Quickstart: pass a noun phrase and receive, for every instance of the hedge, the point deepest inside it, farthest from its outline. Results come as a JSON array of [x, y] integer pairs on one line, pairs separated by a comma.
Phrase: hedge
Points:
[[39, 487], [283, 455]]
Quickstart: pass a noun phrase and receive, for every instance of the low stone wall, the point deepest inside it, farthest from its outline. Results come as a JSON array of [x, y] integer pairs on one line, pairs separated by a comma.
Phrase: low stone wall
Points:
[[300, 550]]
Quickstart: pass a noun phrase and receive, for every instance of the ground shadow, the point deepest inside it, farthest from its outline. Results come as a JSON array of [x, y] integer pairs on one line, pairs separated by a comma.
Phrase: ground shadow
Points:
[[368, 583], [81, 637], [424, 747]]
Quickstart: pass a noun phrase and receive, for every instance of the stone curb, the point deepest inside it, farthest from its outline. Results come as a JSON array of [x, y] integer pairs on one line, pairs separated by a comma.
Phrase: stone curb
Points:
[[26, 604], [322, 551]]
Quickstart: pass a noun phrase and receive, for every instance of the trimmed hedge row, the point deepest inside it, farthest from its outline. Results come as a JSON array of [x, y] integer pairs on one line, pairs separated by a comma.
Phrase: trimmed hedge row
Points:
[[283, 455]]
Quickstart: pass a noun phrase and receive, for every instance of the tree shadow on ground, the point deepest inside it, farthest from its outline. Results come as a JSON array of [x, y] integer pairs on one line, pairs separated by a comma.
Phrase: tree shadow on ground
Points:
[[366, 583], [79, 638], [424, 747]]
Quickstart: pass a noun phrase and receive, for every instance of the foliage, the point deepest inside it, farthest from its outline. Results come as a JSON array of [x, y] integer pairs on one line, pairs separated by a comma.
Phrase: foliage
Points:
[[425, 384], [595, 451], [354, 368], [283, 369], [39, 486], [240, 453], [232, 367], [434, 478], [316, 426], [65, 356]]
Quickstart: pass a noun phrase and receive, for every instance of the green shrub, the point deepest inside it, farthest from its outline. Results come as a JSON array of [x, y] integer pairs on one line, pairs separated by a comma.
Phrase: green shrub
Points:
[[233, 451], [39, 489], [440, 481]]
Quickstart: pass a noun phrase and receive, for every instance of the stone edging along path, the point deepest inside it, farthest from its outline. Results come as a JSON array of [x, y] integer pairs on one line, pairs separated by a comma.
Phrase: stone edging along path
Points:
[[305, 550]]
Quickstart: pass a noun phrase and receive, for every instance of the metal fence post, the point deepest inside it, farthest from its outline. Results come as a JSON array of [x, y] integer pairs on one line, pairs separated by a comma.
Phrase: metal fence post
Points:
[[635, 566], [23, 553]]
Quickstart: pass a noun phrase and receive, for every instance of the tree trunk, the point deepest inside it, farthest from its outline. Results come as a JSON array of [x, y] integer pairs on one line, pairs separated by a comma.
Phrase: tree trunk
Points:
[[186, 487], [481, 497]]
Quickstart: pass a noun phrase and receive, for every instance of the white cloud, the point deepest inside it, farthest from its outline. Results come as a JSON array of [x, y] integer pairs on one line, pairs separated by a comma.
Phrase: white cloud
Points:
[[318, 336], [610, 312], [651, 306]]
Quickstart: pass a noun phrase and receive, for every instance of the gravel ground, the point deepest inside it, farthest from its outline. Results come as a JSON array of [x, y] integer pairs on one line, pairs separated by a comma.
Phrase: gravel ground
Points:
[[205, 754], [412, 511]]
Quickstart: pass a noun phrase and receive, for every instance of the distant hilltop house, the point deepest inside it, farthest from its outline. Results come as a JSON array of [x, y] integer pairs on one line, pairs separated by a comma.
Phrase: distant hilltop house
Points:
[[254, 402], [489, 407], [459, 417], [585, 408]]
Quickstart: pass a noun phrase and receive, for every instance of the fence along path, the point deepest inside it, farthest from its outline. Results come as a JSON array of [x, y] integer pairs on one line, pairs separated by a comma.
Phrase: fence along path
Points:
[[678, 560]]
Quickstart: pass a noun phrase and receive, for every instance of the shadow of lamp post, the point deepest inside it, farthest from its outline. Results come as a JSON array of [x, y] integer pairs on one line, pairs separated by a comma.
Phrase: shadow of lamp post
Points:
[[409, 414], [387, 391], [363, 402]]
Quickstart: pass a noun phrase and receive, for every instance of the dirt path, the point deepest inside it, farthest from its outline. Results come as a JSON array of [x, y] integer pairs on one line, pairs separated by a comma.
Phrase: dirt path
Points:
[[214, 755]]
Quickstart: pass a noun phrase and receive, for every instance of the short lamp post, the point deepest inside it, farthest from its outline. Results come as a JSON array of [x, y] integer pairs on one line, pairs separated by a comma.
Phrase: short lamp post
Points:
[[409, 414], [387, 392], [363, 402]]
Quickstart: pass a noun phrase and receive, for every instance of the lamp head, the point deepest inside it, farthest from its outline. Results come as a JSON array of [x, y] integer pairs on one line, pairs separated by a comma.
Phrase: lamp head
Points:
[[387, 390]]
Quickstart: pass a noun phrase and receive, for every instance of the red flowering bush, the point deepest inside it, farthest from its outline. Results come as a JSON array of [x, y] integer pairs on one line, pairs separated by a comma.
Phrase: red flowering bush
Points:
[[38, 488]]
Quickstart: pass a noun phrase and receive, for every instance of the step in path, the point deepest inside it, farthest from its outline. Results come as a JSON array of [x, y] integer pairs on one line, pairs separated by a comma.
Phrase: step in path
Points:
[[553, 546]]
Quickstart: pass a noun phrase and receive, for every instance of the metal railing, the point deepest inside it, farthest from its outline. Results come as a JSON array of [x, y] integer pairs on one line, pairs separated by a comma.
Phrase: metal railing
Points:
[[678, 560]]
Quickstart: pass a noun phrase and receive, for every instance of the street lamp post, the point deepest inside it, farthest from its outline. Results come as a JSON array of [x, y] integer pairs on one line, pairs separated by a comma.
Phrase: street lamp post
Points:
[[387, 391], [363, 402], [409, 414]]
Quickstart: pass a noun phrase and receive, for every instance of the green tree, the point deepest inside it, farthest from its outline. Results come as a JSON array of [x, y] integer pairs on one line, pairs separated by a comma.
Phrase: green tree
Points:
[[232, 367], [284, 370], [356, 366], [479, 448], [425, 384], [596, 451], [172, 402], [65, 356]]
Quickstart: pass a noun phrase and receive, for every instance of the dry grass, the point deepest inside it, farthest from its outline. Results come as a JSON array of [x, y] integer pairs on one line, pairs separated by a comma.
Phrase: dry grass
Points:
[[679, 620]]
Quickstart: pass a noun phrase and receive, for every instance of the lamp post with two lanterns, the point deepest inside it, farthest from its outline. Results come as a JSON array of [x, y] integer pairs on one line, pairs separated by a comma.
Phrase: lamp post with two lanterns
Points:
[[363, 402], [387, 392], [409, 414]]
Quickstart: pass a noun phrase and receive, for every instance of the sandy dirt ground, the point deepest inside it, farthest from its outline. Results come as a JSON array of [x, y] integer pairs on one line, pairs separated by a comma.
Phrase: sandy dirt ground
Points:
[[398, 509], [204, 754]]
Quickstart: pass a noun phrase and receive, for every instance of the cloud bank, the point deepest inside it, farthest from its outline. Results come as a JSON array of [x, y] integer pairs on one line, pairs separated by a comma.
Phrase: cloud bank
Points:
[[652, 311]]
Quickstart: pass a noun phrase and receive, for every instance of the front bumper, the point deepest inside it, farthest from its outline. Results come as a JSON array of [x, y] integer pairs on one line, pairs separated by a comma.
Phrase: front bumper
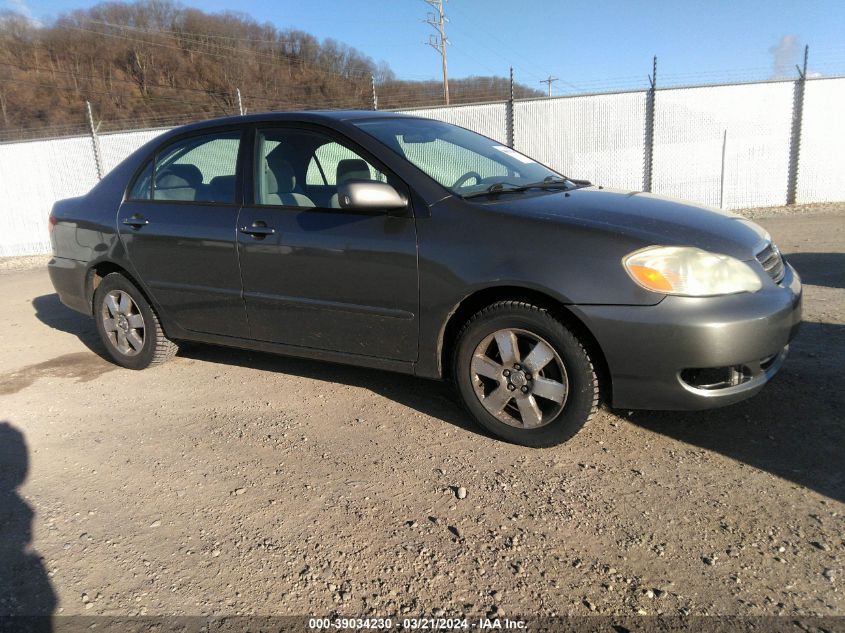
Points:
[[650, 349]]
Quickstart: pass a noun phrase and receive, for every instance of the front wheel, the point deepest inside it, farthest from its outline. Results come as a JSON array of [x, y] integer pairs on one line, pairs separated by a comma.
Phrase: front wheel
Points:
[[523, 375], [128, 326]]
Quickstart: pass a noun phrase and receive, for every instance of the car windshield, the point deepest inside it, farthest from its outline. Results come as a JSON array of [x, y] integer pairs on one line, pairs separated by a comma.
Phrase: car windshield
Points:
[[464, 162]]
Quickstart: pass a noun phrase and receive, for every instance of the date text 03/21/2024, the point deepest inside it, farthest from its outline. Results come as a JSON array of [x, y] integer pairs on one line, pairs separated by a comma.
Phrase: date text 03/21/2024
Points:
[[416, 624]]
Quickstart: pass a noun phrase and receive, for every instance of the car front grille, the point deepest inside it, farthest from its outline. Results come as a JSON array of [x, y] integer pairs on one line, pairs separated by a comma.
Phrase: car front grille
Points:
[[770, 258]]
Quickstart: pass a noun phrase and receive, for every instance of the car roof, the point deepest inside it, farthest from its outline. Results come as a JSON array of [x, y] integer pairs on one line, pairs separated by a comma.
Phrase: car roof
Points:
[[313, 116]]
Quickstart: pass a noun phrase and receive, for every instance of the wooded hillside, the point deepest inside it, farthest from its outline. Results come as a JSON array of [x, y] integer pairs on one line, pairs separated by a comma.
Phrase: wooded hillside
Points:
[[156, 62]]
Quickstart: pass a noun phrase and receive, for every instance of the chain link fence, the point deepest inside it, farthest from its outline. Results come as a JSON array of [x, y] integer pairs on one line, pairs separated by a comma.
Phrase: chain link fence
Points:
[[728, 146]]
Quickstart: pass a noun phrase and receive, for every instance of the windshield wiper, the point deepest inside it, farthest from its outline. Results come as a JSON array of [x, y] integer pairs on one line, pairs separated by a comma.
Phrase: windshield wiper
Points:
[[550, 182]]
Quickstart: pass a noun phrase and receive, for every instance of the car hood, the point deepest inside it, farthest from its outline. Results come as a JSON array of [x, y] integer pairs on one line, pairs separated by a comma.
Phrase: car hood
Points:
[[646, 217]]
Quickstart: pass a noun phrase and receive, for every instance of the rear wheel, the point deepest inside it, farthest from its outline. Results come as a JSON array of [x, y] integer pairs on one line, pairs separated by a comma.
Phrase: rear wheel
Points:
[[128, 326], [524, 375]]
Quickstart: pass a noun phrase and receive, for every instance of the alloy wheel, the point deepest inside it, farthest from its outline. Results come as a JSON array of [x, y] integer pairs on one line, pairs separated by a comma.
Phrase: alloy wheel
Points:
[[519, 378], [123, 323]]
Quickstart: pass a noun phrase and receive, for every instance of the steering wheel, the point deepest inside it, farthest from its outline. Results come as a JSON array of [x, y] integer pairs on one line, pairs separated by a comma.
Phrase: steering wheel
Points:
[[467, 176]]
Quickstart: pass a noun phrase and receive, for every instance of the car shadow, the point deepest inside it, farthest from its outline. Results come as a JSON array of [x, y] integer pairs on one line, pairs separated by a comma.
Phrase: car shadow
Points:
[[429, 397], [53, 313], [27, 598], [820, 269], [792, 429]]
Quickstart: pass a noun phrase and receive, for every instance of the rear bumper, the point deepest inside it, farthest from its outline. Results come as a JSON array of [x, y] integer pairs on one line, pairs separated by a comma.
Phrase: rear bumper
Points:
[[648, 348], [69, 280]]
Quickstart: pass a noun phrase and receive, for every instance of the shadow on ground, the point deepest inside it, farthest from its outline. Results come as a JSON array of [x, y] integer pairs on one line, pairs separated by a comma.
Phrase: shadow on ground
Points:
[[53, 313], [793, 429], [25, 589], [820, 269]]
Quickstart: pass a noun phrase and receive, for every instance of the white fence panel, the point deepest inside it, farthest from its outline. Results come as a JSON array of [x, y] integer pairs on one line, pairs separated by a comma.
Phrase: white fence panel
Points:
[[33, 175], [489, 119], [821, 168], [689, 127], [599, 138]]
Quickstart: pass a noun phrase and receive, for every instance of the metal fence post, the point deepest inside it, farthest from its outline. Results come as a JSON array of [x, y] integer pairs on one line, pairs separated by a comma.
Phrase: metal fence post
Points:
[[240, 101], [648, 152], [722, 177], [95, 142], [509, 115], [795, 132]]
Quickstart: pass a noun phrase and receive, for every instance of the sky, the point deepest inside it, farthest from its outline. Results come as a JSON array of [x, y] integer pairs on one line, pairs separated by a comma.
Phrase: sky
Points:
[[590, 45]]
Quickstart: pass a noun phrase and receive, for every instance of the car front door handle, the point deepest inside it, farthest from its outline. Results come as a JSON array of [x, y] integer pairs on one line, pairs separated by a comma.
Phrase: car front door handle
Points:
[[136, 222], [258, 230]]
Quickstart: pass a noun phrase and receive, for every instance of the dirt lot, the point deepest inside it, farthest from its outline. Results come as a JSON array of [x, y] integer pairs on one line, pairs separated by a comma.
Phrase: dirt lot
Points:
[[229, 482]]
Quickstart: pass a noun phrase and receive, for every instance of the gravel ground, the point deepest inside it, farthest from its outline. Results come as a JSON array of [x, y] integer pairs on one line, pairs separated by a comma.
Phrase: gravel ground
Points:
[[231, 482]]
- - -
Go through the records above. Copy each line in which the string "step" appears.

**RESULT OF THE TASK:**
Quickstart: pass a noun phrase and receive, for every instance of the step in path, the point deepest inside it, farthest from its outline. Results come as a JSON array of [x, y] integer pairs on one line, pairs separated by a comma.
Phrase: step in path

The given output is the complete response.